Study text Block Start

Thursday, December 2, 2010

America's first monument to George Washington built between 1815-1829, Baltimore, Maryland.

Baltimore's Washington monument built between 1815-1829


I have been lucky to live in the finest Historic Neighborhood in Baltimore called Mount Vernon after George Washington's beloved home. The neighborhood originally was home to the city's most wealthy and fashionable families. I also lived a block away from the first monument to Washington in America known as the Baltimore Washington Monument. The neighborhood had a old world feel to it that reminding me of New Orleans, Europe, New York and Many other places. Many movies are shot here because if it's charm. Three times a day for five years my dog played in Mount Vernon Place one of four parks designed by Frederick Law Olmsted in the 1870's that surround the Washington Monument. Yesterday we toured the State House in Annapolis where George Washington turned over his commission as Commander-in-Chief of the Continental armies. The statue of Washington in Baltimore depicts George turning over his commission. Just as the French artist Claude Monet painted more than thirty views of Rouen Cathedral during different seasons I have photographed the Monument different times of the year. 
Little did I know that when I toured Baltimore and the East Coast in August of 1997 with my French Boyfriend that Hurricane Katrina would bring me to the same streets I walked as a tourist 7 years latter.

Study text Block End

§ Exercise tasks:
**A)** Using the post about Baltimore's Washington Monument, list the places that the writer says the Mount Vernon neighborhood's old-world feel brings to mind.
**B)** According to the post about Baltimore's Washington Monument, how many parks designed by Frederick Law Olmsted surround the monument?

Record extracts Block Start

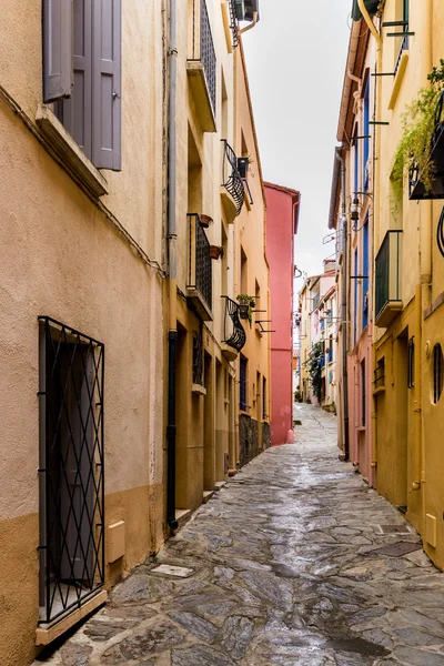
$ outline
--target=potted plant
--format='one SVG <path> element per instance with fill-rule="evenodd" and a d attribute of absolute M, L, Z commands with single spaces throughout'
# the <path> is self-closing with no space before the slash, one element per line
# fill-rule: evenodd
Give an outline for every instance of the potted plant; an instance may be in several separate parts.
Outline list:
<path fill-rule="evenodd" d="M 437 198 L 433 192 L 437 171 L 433 152 L 443 130 L 444 60 L 427 78 L 430 88 L 422 88 L 402 115 L 402 137 L 392 171 L 397 196 L 402 195 L 404 176 L 408 174 L 412 199 Z"/>
<path fill-rule="evenodd" d="M 209 254 L 211 259 L 219 259 L 223 254 L 223 248 L 220 245 L 210 245 Z"/>
<path fill-rule="evenodd" d="M 253 323 L 253 307 L 255 306 L 255 299 L 249 294 L 238 294 L 238 301 L 240 317 L 248 319 L 251 329 Z"/>
<path fill-rule="evenodd" d="M 199 218 L 199 221 L 201 223 L 201 226 L 203 226 L 203 229 L 208 229 L 210 226 L 210 224 L 212 223 L 213 218 L 210 218 L 210 215 L 201 214 Z"/>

Record extracts Block End

§ Your written answers:
**A)** New Orleans, Europe, and New York

**B)** Four parks surround the monument.